* Task statement: Pull out every line of the entries below that contains the word "white".

* Data listing:
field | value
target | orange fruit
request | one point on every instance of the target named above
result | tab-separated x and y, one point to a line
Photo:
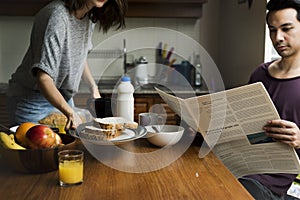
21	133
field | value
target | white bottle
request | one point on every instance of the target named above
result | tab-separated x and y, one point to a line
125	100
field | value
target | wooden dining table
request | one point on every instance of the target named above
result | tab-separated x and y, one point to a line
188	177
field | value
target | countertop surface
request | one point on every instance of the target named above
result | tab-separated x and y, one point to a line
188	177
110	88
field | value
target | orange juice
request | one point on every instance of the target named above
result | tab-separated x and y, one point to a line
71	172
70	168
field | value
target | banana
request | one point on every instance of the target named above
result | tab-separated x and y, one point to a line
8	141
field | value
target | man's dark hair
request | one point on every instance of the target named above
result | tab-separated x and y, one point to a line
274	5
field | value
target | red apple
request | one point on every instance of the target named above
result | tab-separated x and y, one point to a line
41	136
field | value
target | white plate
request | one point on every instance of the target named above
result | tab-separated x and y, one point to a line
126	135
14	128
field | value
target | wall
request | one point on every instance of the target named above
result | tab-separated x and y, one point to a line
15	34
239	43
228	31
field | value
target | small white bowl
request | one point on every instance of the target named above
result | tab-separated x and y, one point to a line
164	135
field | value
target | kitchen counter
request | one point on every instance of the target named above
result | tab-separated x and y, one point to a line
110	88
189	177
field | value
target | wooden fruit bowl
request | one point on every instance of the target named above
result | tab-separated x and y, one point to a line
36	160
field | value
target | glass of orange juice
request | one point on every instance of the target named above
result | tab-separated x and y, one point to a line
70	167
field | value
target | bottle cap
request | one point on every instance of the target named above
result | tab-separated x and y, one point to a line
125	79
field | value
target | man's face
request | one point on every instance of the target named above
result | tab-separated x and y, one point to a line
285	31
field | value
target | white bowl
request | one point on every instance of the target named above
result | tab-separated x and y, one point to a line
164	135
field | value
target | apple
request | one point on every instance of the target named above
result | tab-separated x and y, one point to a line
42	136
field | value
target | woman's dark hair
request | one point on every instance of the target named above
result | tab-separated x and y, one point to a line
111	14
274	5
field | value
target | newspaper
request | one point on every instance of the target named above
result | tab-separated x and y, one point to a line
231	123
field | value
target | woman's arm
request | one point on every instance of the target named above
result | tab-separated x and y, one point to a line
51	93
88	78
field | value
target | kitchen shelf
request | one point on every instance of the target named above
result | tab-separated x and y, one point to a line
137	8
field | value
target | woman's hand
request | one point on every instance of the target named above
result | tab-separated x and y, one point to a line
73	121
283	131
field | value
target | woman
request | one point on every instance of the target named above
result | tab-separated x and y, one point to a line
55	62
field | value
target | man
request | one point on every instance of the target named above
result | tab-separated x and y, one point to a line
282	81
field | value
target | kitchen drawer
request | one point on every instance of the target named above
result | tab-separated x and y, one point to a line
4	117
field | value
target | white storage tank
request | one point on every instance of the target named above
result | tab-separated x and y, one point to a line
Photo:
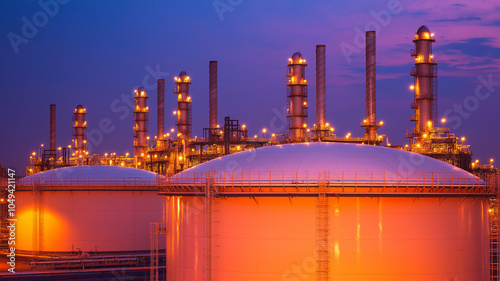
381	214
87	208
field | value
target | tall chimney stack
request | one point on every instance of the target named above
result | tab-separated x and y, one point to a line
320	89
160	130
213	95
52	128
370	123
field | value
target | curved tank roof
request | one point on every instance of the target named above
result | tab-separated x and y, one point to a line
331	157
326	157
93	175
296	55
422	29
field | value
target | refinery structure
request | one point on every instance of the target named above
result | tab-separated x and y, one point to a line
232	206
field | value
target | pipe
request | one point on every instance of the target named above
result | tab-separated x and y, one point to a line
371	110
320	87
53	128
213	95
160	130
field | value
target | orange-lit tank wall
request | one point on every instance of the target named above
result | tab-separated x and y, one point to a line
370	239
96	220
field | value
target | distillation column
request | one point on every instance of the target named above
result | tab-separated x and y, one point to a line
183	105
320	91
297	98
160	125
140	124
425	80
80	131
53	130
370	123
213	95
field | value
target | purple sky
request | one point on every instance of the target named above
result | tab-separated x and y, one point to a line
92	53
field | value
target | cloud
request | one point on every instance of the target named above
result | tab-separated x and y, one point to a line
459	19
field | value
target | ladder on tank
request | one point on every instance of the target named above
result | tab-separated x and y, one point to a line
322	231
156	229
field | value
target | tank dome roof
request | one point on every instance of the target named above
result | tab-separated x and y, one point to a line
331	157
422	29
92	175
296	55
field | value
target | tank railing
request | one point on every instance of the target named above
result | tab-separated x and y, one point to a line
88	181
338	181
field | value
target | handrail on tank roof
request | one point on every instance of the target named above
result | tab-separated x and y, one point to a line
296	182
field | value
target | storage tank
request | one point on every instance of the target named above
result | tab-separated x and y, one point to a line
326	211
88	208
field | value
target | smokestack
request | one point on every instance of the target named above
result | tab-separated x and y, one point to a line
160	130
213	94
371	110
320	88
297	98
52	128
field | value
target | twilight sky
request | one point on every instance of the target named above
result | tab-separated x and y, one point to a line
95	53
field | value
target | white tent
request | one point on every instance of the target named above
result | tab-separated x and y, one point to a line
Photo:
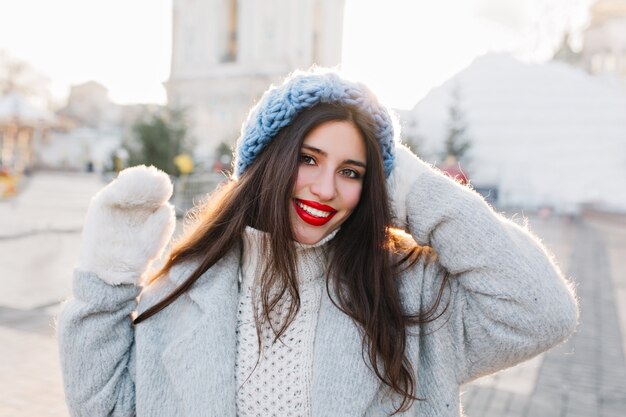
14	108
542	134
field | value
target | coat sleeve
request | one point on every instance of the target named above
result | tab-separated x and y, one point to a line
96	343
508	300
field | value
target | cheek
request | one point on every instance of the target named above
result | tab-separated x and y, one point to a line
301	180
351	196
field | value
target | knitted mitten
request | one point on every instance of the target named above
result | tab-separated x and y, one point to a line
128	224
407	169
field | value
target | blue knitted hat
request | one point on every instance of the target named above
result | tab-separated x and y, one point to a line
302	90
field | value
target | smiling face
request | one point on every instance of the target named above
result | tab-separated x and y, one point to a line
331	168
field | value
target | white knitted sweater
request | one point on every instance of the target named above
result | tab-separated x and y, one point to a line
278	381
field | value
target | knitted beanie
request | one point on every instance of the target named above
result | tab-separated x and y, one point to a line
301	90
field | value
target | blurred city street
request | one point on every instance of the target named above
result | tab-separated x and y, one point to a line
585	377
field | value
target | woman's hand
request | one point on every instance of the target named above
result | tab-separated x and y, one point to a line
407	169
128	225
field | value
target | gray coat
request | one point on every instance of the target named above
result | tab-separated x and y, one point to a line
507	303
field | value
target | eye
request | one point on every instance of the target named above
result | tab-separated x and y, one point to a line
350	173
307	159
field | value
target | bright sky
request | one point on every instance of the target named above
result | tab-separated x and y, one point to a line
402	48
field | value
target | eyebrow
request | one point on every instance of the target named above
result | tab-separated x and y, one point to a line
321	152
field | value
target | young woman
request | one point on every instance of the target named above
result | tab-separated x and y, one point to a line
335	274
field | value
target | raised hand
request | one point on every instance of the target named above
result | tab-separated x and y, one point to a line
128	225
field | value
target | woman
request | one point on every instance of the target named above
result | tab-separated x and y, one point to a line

...

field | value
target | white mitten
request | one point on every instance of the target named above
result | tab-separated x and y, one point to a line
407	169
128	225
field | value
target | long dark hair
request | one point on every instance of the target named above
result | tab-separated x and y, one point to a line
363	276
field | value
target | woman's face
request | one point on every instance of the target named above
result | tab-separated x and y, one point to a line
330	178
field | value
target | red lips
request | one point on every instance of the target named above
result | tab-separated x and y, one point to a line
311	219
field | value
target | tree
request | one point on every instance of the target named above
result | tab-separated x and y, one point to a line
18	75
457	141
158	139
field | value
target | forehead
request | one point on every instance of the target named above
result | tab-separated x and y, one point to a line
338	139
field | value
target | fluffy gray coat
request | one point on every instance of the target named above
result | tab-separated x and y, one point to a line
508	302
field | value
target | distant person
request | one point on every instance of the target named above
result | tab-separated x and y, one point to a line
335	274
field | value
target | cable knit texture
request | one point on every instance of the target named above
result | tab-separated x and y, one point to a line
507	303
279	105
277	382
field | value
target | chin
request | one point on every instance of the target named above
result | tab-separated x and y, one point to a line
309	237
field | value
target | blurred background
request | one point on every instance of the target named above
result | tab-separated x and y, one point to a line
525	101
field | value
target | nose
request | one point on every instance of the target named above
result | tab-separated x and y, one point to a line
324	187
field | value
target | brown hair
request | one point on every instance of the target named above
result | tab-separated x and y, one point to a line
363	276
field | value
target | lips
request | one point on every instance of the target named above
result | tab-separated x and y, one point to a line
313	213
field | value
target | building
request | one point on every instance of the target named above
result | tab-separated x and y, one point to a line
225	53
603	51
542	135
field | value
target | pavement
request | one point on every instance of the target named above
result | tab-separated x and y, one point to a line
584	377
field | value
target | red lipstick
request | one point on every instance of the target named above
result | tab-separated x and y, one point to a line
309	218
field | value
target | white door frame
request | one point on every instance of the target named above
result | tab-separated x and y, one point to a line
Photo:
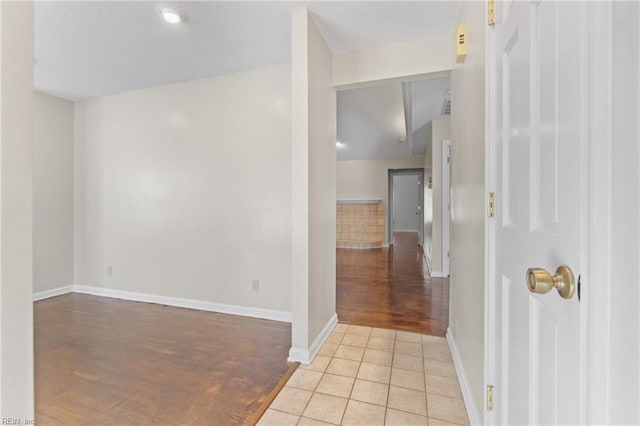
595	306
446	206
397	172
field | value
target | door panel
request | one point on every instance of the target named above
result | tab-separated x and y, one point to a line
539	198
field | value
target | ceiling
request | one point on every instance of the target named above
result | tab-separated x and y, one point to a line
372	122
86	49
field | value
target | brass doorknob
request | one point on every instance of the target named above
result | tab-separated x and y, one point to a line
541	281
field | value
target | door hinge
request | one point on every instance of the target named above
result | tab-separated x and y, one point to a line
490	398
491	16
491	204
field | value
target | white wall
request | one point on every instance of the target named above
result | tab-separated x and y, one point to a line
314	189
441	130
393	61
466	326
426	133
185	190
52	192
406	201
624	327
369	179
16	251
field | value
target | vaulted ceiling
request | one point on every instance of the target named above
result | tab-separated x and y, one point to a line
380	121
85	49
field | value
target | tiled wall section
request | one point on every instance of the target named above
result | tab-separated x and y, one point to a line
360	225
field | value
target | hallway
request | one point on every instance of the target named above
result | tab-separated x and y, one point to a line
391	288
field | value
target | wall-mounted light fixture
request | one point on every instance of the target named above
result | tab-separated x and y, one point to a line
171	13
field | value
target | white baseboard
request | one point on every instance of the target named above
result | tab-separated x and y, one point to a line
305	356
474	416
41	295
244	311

--

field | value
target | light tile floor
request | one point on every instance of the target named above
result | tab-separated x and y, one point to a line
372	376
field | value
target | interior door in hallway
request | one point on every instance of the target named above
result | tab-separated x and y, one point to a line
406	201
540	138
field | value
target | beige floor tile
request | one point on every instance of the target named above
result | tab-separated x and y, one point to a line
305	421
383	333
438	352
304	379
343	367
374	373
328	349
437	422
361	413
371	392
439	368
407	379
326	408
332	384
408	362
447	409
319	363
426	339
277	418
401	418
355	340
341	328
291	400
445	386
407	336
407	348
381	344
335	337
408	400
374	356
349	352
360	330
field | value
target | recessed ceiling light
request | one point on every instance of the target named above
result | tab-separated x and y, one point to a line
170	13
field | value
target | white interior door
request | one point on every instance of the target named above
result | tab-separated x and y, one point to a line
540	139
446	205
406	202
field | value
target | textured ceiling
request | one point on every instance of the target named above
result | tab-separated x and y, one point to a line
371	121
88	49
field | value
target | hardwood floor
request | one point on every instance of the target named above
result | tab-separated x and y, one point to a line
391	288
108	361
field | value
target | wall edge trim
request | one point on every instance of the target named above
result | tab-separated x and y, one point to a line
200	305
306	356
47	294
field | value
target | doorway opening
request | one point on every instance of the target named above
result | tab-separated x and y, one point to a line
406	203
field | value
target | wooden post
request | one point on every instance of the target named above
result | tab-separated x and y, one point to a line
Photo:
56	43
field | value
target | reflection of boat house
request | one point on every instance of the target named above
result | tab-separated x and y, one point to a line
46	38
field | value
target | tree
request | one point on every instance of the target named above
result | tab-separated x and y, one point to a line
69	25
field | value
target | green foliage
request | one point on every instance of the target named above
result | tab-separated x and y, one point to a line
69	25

* Result:
target | white bottle
target | white plate
target | small white bowl
target | white bowl
target | white storage tank
target | white tent
target | white knitted sweater
target | white mitten
target | white door frame
target | white wall
target | white baseboard
target | white interior door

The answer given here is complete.